→ **TEXT**:
"""

What Humidity Actually Feels Like in My Body
I'm going to try to explain something that's really hard to explain if you haven't felt it.
When people hear "humidity makes my pain worse," they picture someone being dramatic about a muggy day. That's not it. Not even close.
Here's what actually happens in my body when the humidity is high.
The Morning Test
I can tell what the humidity is before I check the weather. I wake up and my hands won't close all the way. Not because they're stiff like a normal "I slept weird" stiff — it's like the joints are swollen from the inside. Like someone inflated them overnight.
My shoulders feel like they weigh twice as much. Getting out of bed isn't about willpower. The signal from my brain to my legs has static in it.
On a dry day — a 25% humidity desert day like we'd get in Nevada — I wake up and my hands work. Not perfectly. I still have fibro. But the baseline is different. The floor is higher.
The Pain Scale Is Useless
Doctors always ask "rate your pain 1 to 10." But humidity pain isn't a number. It's a texture. It's this deep, heavy, pulling ache that lives inside the muscles, not on the surface. You can't point to it. You can't stretch it out. It's just there, filling up every space in your body like water filling a sponge.
On humid days in Pittsburgh, my pain is a 6 that feels like an 8 because it comes with exhaustion, brain fog, and this crushing sense that my body is wrapped in wet wool. On a dry day in the desert, my pain might still be a 5 — but the 5 is clean. It's just pain. I can think through it. I can function around it.
Why This Matters for Moving
This is why I started paying attention when my husband showed me the humidity data. I'd spent years thinking I was just having "bad weeks" — until I started tracking my symptoms against the weather. The correlation wasn't subtle. It was embarrassing how obvious it was.
High humidity days: more pain, more fatigue, more fog, worse sleep. Low humidity days: less of everything bad.
I'm not saying dry air cures fibromyalgia. Nothing cures fibromyalgia. But there's a real, meaningful difference between fighting your condition in 75% humidity and fighting it in 30% humidity. The data backs it up. And more importantly — my body backs it up.
What I Want You to Know
If you're reading this and you feel crazy for thinking the weather affects your pain — you're not crazy. If your doctor dismisses it — find a better doctor. If people around you don't understand — send them this post.
Your body is giving you information. Listen to it. Track it. And then use actual data to figure out where your body might work a little better.
That's what we're doing. I'll keep you posted on how it goes.

"""

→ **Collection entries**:
"""

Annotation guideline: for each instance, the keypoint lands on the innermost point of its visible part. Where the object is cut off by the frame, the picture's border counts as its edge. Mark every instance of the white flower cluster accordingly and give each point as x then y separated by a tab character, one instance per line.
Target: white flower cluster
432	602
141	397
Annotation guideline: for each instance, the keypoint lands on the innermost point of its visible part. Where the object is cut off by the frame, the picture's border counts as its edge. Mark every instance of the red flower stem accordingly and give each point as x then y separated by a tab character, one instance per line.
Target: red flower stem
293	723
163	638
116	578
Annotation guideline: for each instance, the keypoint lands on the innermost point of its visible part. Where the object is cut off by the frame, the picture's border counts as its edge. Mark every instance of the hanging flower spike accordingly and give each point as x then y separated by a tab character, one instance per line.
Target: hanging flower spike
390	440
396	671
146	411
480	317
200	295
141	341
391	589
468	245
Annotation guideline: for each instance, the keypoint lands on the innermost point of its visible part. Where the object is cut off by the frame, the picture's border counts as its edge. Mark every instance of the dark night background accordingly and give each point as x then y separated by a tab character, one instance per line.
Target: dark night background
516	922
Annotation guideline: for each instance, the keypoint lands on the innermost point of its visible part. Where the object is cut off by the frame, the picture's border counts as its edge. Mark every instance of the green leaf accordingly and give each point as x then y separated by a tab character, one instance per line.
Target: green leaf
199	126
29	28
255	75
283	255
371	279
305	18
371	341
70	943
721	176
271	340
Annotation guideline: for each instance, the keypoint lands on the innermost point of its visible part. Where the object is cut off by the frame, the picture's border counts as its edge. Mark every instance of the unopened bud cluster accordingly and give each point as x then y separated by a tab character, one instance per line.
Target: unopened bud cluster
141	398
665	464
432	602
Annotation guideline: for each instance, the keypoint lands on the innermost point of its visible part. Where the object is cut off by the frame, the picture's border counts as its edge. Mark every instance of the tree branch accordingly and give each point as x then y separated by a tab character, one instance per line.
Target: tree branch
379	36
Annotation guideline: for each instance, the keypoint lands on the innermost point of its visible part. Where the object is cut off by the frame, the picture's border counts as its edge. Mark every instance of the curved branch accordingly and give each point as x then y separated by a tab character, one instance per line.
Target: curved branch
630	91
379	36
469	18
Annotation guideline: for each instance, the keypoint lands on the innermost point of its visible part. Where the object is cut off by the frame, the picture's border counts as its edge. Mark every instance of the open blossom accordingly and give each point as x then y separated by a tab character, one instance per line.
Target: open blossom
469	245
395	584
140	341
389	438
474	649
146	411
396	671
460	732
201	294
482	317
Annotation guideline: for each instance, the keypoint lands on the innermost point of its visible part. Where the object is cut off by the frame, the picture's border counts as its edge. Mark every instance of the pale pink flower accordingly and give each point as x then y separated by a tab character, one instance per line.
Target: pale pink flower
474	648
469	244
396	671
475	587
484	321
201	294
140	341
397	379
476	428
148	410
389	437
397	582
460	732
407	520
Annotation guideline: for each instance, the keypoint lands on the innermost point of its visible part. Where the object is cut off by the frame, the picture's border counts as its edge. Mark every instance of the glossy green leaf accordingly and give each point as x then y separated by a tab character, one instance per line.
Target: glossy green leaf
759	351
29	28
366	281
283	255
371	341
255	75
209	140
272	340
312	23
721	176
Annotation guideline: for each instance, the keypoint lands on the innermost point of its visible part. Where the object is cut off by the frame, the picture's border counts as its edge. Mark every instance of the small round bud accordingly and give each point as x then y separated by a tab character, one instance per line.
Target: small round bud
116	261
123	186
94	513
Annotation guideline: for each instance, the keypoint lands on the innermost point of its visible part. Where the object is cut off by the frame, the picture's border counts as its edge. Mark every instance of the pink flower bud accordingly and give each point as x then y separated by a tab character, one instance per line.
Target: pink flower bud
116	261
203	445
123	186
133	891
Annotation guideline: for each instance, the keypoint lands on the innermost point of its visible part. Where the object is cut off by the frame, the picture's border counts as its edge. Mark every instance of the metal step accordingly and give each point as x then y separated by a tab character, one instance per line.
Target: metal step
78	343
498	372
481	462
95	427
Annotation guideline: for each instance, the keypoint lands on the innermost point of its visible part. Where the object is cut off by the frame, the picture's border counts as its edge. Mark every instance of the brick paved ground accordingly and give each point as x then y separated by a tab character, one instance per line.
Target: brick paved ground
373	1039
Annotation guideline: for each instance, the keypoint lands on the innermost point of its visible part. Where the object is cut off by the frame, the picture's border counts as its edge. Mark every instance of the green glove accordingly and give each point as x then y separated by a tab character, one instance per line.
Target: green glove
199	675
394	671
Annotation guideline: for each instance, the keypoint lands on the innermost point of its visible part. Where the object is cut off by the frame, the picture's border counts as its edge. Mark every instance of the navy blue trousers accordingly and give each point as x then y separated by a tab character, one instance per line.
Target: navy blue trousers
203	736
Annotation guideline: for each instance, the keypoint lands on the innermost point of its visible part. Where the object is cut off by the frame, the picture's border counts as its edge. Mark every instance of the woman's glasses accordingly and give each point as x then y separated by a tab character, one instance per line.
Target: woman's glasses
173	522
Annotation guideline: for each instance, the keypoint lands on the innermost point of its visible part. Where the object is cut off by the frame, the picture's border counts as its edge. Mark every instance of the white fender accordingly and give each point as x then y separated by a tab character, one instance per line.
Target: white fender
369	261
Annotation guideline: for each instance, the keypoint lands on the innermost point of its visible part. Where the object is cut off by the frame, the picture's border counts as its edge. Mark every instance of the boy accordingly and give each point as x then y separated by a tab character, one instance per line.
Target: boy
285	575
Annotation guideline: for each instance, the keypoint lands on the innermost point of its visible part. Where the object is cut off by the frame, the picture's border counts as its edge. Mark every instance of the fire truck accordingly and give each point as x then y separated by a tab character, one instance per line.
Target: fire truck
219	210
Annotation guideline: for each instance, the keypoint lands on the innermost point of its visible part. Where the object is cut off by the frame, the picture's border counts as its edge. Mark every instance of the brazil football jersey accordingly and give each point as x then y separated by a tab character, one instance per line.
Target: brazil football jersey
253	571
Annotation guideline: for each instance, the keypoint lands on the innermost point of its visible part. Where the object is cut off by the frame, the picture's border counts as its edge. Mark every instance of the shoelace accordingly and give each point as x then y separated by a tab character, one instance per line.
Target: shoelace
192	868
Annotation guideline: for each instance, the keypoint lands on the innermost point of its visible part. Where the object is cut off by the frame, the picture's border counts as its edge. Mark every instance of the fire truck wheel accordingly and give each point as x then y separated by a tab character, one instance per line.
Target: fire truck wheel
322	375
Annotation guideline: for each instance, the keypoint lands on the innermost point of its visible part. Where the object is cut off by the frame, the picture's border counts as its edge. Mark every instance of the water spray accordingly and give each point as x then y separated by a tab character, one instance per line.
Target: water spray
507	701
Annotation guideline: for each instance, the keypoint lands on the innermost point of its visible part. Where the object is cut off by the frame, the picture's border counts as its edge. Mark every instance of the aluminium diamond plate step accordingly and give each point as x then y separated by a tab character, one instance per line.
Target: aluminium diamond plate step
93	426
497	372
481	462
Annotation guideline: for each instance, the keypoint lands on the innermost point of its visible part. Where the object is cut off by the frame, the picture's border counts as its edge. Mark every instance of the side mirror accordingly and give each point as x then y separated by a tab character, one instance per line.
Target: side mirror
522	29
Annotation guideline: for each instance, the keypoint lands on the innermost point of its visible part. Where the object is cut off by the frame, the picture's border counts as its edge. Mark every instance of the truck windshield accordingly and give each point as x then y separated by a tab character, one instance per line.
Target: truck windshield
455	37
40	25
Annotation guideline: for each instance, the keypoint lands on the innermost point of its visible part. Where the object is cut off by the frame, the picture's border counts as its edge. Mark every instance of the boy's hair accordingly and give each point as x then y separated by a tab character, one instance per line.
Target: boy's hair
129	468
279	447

"""
"""

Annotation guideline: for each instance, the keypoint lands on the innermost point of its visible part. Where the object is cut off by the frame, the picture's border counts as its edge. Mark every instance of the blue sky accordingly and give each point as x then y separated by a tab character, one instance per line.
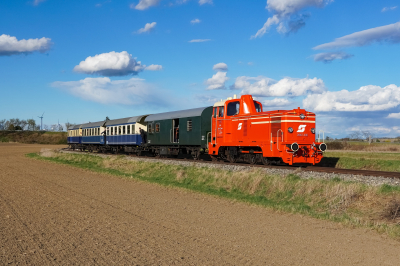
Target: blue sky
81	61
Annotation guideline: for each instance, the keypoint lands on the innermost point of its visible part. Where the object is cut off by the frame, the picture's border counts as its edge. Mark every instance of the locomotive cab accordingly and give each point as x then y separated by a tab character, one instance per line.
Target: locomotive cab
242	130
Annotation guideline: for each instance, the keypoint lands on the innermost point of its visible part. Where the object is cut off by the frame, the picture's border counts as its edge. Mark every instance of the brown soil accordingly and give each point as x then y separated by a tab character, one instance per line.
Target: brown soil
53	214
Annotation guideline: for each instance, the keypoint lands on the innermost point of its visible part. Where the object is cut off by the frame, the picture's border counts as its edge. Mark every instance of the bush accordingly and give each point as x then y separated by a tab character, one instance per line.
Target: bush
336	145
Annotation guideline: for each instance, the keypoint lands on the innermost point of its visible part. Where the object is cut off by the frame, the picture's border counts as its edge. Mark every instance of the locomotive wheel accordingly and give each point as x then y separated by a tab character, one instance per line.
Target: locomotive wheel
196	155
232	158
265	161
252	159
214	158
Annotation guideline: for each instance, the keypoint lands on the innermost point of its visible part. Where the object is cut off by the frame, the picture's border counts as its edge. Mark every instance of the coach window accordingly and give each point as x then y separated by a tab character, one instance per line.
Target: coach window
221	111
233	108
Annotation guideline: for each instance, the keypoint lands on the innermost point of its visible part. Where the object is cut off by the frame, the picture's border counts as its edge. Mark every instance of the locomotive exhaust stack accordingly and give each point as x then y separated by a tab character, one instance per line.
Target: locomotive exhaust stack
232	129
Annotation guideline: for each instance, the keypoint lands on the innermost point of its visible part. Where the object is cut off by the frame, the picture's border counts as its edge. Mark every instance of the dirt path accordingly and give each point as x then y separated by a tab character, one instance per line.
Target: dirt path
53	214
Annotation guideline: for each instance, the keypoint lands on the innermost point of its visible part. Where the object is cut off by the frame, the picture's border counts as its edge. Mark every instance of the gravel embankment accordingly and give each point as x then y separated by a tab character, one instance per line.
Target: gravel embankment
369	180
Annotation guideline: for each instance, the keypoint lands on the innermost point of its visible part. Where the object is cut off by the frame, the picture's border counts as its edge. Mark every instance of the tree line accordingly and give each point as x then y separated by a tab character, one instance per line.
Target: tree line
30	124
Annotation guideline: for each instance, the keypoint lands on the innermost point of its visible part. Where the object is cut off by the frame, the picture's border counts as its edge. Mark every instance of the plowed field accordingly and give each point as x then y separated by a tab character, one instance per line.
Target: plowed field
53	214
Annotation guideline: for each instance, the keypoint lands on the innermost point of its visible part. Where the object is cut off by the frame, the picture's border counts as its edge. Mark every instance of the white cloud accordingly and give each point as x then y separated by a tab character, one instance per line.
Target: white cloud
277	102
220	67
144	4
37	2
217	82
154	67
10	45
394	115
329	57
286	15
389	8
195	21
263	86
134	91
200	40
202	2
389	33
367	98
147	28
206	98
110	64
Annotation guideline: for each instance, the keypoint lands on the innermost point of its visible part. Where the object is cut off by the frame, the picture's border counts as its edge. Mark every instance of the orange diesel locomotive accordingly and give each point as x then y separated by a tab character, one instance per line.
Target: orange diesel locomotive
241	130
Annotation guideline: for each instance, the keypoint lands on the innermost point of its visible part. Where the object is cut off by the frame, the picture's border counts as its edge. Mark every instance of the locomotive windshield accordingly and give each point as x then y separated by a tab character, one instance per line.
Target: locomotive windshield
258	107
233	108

"""

Reproduce word for word the part of the humidity and pain text above that begins at the words "What I Want" and stops after the words "how it goes.".

What I Want You to Know
If you're reading this and you feel crazy for thinking the weather affects your pain — you're not crazy. If your doctor dismisses it — find a better doctor. If people around you don't understand — send them this post.
Your body is giving you information. Listen to it. Track it. And then use actual data to figure out where your body might work a little better.
That's what we're doing. I'll keep you posted on how it goes.